====== The records ======

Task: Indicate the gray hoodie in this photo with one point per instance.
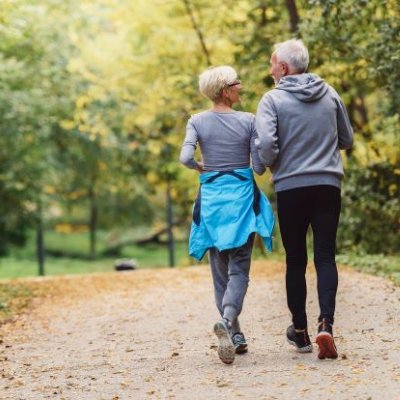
(301, 126)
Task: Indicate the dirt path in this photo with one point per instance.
(148, 335)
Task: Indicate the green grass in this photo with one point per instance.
(149, 256)
(376, 264)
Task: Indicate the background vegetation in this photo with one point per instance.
(94, 99)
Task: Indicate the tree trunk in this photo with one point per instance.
(92, 220)
(40, 240)
(294, 15)
(171, 244)
(198, 31)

======

- **Your objective**
The answer must be the full set of records, repeated exactly, with no pictures.

- **Exercise solution**
Task: Indicate the gray hoodie in this photo with one point per instance.
(301, 126)
Task: Indicate the dirt path in this photo with one point per instance.
(148, 335)
Task: Indicate the green grass in this photo with one point per instance.
(149, 256)
(376, 264)
Task: Indicate the background vegetation in this photo with one point per instance.
(94, 99)
Task: Indicate the tree trunk in this photo with one point per instance.
(92, 220)
(40, 240)
(294, 15)
(171, 244)
(198, 31)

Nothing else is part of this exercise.